**Work to be completed:**
Rewrite all the records below as a numbered list, leaving out any blank lines.
%%
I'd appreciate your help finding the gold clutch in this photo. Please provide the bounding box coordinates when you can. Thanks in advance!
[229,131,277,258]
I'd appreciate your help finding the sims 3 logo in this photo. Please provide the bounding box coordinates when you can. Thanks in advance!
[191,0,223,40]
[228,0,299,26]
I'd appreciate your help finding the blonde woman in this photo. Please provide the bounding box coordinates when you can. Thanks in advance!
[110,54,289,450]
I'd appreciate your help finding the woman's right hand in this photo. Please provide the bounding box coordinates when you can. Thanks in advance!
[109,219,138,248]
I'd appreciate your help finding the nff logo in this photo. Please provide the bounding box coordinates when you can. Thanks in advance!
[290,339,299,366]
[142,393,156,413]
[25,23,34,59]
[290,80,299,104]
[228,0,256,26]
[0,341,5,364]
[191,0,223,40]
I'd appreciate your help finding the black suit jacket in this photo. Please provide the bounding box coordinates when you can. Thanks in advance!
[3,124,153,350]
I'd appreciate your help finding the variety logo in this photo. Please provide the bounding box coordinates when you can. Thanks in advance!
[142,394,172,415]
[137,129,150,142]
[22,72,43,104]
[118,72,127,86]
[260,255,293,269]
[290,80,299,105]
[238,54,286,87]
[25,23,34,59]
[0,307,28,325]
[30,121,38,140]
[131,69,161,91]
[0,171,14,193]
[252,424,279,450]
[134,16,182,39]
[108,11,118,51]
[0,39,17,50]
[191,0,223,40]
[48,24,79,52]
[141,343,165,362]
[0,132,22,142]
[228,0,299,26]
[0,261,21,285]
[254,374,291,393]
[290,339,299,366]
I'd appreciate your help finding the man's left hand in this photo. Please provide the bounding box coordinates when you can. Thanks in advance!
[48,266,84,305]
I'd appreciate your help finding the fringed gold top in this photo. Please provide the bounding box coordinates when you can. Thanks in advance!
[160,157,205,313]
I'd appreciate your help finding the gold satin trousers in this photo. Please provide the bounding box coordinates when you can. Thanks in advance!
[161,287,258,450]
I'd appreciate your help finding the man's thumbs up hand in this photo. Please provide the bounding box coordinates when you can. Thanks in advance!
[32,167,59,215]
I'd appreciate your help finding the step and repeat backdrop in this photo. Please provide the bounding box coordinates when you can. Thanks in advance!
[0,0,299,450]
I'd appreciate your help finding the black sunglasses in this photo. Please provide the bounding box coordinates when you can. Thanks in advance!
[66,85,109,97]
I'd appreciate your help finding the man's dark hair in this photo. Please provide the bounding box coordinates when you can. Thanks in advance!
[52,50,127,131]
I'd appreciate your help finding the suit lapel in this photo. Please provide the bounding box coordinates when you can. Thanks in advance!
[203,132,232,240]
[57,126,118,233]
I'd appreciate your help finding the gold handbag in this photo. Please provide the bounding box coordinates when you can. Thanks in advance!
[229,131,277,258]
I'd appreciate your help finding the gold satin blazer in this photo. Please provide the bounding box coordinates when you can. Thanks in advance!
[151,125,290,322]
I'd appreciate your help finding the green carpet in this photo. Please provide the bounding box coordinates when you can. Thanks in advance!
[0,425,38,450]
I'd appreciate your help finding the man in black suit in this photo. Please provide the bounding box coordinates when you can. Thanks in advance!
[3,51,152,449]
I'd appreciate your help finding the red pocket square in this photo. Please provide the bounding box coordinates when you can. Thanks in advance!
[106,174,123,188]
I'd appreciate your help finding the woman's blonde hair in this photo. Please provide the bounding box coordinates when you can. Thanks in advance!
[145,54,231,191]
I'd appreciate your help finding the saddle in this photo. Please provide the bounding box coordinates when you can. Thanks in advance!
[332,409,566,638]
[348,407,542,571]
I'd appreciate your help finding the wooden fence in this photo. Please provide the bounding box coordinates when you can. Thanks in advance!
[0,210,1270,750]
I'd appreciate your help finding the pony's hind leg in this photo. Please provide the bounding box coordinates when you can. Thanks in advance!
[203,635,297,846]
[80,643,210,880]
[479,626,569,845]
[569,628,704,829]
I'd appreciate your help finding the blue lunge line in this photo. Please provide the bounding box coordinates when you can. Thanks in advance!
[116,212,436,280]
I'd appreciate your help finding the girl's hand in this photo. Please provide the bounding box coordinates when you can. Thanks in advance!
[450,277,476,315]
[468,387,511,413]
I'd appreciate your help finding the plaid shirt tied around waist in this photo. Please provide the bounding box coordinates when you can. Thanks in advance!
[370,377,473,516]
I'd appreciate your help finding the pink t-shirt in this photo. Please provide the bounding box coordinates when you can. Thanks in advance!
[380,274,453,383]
%%
**Worked solution:**
1. I'd appreciate your help finding the gold clutch in this photo. Please provide the bounding box coordinates when you can. Thanks in advance!
2. [229,131,277,258]
3. I'd appreciate your help finding the sims 3 logo in this photo. Please provide the bounding box coordinates when you can. Thanks in advance!
4. [191,0,223,40]
5. [228,0,299,26]
6. I'd appreciate your help finding the blonde woman in this photo. Please provide the bounding box coordinates when you can. Thanks in advance!
7. [110,54,289,450]
8. I'd appreciate your help finding the woman's right hand in this photo. Please provide the bounding box coordinates when you can. Thanks in advance!
9. [109,219,138,248]
10. I'd appreciate your help finding the nff logo in this photo. Please provide the bounding box coordinates when you can. Thanks in advance!
11. [290,339,299,366]
12. [142,393,156,413]
13. [25,23,34,59]
14. [290,80,299,104]
15. [228,0,256,26]
16. [0,341,5,364]
17. [191,0,223,40]
18. I'd appreciate your help finding the black suit jacket in this photo. Please provide the bounding box coordinates when you can. Thanks in advance!
19. [3,124,153,350]
20. I'd appreciate your help finding the variety logo in this photo. Please provide the bounding box coordinates when you can. Thanks in advance!
21. [142,394,172,415]
22. [137,129,150,142]
23. [22,72,43,104]
24. [118,72,127,86]
25. [260,255,293,269]
26. [290,80,299,105]
27. [238,54,286,87]
28. [25,23,34,59]
29. [0,307,28,325]
30. [30,121,38,140]
31. [131,69,161,91]
32. [0,171,14,193]
33. [252,424,279,450]
34. [134,16,182,39]
35. [108,11,118,51]
36. [0,39,17,50]
37. [191,0,223,40]
38. [48,24,79,52]
39. [141,343,165,362]
40. [0,132,22,142]
41. [228,0,299,26]
42. [0,261,21,285]
43. [254,374,291,393]
44. [290,339,299,366]
45. I'd appreciate your help finding the man's left hand in this photo. Please provide the bounding box coordinates when you can. Thanks in advance!
46. [48,266,84,305]
47. I'd appreciate your help finding the fringed gold top in this photo. Please provide the bounding box coordinates when you can. Thanks in advance!
48. [160,157,205,313]
49. I'd appreciate your help finding the gold satin trousers in this photo. Please provide the bounding box coordinates when you can. Thanks in advance!
50. [161,287,258,450]
51. I'd appreciate your help finding the man's thumbs up hand in this photo. Please provide the bounding box coordinates when you can. Thanks in advance!
52. [32,167,59,215]
53. I'd appreciate your help finding the step and repeat backdrop in this photo. Please provide the bounding box coordinates when you can. Thanks in advance!
54. [0,0,299,450]
55. I'd appreciate your help finding the black sunglasses in this photo. Please provide the bounding box coordinates when you can. Thanks in advance!
56. [66,85,109,97]
57. I'd appreciate your help finding the man's dark hair in this photo. Please provide the bounding box coordinates when you can. Thanks in advance!
58. [52,50,127,131]
59. I'd appreciate your help finding the suit lapel in this photo. Please provide the bounding box coordinates when you can. Thanks in advance!
60. [203,132,232,240]
61. [57,126,118,233]
62. I'd appreciate your help finding the gold handbag in this photo. Please provide the bounding box coordinates when you can. Thanks in advance!
63. [229,131,277,258]
64. I'd appreciate your help finding the gold satin blazer in this photo. Please provide the bounding box coordinates when you can. Thanks in advance!
65. [151,125,290,322]
66. I'd appreciate your help finding the green carpet in this photo. Please provide the bounding box coordinates when you can. Thanks in advance!
67. [0,425,38,450]
68. I'd appreciate your help finding the man in black suit in this photo. Please provide the bounding box coordinates when you can. Thanks in advance!
69. [3,51,152,449]
70. I'd appreciate your help finding the red pocket square in this photo. Please provide the bounding box coordinates when you can. Thanks in advance!
71. [106,174,123,188]
72. I'd appreciate your help finding the woman's blonde hair in this photo. Please provide the bounding box coordinates when you can. Thanks in advance!
73. [145,54,231,191]
74. I'd appreciate your help finding the saddle in this photo. Please provide the bounding box coordinates when you can. Thanks in advance!
75. [332,409,566,638]
76. [348,407,542,571]
77. I'd appreciate your help finding the wooden fence in this photo. Please provide the bounding box coordinates when you can. Thanks in advance!
78. [0,210,1270,750]
79. I'd appreciate your help finding the pony's hind leg in this photo. Please provide the bounding box coordinates when you can. Thanks in advance!
80. [203,635,297,846]
81. [80,643,210,880]
82. [479,626,569,845]
83. [569,628,704,829]
84. I'd appreciate your help finding the blue lunge line in this photo. Please provide the bounding box coordinates when you can. Thanks in advance!
85. [116,212,436,280]
86. I'd appreciate your help finding the girl's hand in this photo. Please provide the bounding box coordinates when you can. Thanks in advance!
87. [450,277,476,315]
88. [468,387,511,413]
89. I'd appreciate your help finding the plaid shirt tied around waist in this photo. Please provide the bounding box coordinates when you can. Thanks in advance!
90. [370,377,473,516]
91. I'd appreciate your help finding the pink t-shirt in this photo. Please provide the bounding box coordinates when you can. Thanks in advance!
92. [380,274,453,383]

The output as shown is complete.